Excerpted passage

Let me just reiterate. The project is proceeding on time and on budget, consistent with the timelines and estimates previously provided.
As shown on Slide 8, last month, the project received its 11th and final federal permit. Our materials and equipment were on track and making excellent progress. We've received 36 monopiles from our supplier, EEW at the Portsmouth Marine Terminal representing 20% of the total. We expect deliveries to continue steadily in coming weeks. These monopiles will begin to be installed next week. DEME will use their heavy lift crane vessel, Orion, which is currently at the Portsmouth Marine Terminal in Virginia. Recall that we've scheduled monopile installation across 2 seasons, 2024 and 2025, which allows us to better mitigate any potential delays or disruptions without impacting final schedule.
The first of 3 offshore substation topside structures have been completed and delivered to CSWind/SEMco to be outfitted. The first 6 transition pieces have been loaded and are on their way to Virginia and expected to arrive in late May. All 161 miles of onshore underground cable has been manufactured, and over 1/3 of the 600 miles of offshore cable has been produced. Scheduled for the manufacturing of our turbines remains on track. It's worth noting that even though we won't begin turbine installation until 2025 per our schedule, DEME recently finished supporting an installation campaign for Moray West, a project off the coast of Scotland that has now successfully installed the same Siemens Gamesa wind turbine model that CVOW will use. The lessons learned from that project will benefit our project installation in the future.
Moving onshore. Construction activities remain on track, including civil work, horizontal directional drills and the boards where the export cables come ashore. On regulatory, last November, we made our 2023 rider filing, representing $486 million of annual revenue. The hearing is scheduled for later this month, and we expect the final order by August.
Turning to Slide 9. As reflected in our standard status report filed with the SEC yesterday, we've updated the project's expected LCOE to be $73 per megawatt hour, down modestly relative to our last update. The drivers for the lower LCOE include about $1.5 related to an updated REC price forecast which produces a larger project benefit for customers as well as other factors. There have been no changes to the capital cost, capacity factor or interest rates. We've again provided sensitivities to show how the average lifetime cost to our customers is affected by these key assumptions. We remain well below the legislative prudency cap on this metric, and I would point out well below the PPA prices being considered in other parts of the country. Project to date, we've invested approximately $3.5 billion and remain on target to spend approximately $6 billion by year-end 2024. 93% of project costs are now fixed. We'll gradually increase that percentage over the remainder of the project construction timeline.

Data under study
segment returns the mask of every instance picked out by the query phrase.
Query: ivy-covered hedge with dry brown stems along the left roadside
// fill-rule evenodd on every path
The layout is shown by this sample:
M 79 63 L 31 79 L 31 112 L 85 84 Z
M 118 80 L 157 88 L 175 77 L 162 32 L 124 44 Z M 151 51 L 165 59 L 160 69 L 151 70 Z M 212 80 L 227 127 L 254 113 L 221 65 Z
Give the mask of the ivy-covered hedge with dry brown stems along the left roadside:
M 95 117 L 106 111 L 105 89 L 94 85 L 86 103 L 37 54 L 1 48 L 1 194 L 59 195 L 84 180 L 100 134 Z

--

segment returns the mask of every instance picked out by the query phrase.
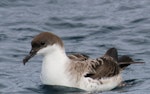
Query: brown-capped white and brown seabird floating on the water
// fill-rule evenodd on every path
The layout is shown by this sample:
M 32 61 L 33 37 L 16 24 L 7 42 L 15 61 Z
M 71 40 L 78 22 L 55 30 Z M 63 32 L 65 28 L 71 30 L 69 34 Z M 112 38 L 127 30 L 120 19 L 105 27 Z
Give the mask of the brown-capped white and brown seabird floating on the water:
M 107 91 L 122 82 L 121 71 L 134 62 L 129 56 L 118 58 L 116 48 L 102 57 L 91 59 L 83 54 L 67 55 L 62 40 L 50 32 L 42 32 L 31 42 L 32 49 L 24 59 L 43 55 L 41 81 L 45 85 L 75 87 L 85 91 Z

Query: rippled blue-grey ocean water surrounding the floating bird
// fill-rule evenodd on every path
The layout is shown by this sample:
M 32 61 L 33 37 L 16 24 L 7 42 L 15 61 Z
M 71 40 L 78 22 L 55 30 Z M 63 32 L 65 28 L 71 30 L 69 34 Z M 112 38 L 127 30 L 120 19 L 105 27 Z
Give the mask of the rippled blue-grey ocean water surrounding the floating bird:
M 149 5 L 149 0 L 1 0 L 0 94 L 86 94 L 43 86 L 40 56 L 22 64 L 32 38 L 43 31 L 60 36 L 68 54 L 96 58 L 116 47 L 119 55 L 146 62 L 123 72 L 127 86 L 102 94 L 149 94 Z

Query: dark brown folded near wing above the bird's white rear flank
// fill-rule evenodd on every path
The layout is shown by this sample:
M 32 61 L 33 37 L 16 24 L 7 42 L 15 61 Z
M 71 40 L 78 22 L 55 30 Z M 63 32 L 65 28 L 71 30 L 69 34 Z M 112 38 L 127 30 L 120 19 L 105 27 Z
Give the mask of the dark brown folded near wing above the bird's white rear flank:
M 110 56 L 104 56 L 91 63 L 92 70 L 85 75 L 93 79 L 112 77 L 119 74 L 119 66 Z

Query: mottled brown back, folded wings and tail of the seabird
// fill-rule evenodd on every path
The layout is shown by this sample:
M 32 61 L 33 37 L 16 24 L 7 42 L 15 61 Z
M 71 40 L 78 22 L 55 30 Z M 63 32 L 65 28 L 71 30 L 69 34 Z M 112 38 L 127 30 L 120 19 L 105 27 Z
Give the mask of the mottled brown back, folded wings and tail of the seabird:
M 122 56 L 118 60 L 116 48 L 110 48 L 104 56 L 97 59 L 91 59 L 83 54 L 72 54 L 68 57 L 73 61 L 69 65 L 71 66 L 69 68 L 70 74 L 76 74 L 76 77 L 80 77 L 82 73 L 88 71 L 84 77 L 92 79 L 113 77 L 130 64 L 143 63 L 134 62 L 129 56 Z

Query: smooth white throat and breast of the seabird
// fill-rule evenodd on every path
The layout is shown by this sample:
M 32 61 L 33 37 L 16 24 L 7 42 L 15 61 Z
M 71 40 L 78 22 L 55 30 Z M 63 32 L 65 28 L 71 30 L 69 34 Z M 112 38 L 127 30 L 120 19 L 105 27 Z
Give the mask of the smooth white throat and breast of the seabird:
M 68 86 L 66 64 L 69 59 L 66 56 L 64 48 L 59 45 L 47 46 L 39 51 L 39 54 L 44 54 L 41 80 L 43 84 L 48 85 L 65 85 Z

--

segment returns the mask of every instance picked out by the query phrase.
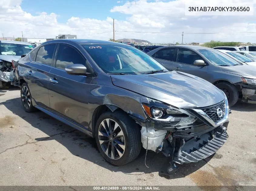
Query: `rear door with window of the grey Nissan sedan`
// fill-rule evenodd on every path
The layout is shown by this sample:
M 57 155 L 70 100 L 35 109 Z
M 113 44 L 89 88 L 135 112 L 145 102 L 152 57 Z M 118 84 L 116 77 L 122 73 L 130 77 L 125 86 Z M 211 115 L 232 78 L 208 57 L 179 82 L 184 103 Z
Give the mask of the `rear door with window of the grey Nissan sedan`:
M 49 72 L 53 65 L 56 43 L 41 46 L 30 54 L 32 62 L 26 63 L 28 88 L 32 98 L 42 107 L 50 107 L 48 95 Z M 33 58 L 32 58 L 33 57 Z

Exercise requirements
**a)** According to the offshore wind project update, how many monopiles have been received from EEW, and what share of the total do they represent?
**b)** Extend the offshore wind project update past its final sentence.

Results in order
**a)** 36 monopiles, representing 20% of the total.

**b)**
I'm very pleased that per the filing, current unused contingency of $284 million is equal to the original contingency filed in November 2021, despite being some 30 months further along with the project. Slightly lower contingency relative to our prior update is not unexpected, and changes of this kind are considered normal as we move further towards project completion. The current contingency level continues to benchmark competitively as a percentage of total budgeted costs when compared to other large infrastructure projects we've studied and ones that we've completed in the past. We've been very clear with our team and with our suppliers and partners the delivery of an on-budget project is the expectation.
Lastly, the project is currently 28% complete and we've highlighted remaining project major milestones on Slide 10.
Let me now provide a few updates on Charybdis, as shown on Slide 11. The vessel is currently 85% complete, up from 82% as of our last update. Last month, we announced that Charybdis was successfully launched from land to water, marking a major milestone in the vessel's construction. To achieve this milestone, welding of the ship's haul and commissioning of vessels 4 legs and related jacking system were successfully completed. I encourage you to access the short video of this successful launch included in today's materials. There's no change to the expected delivery timeframe of late 2024 or early 2025, which will be marked by the successful completion of sea trials. There's also no change to the vessel's expected availability to support the current CVOW construction schedule.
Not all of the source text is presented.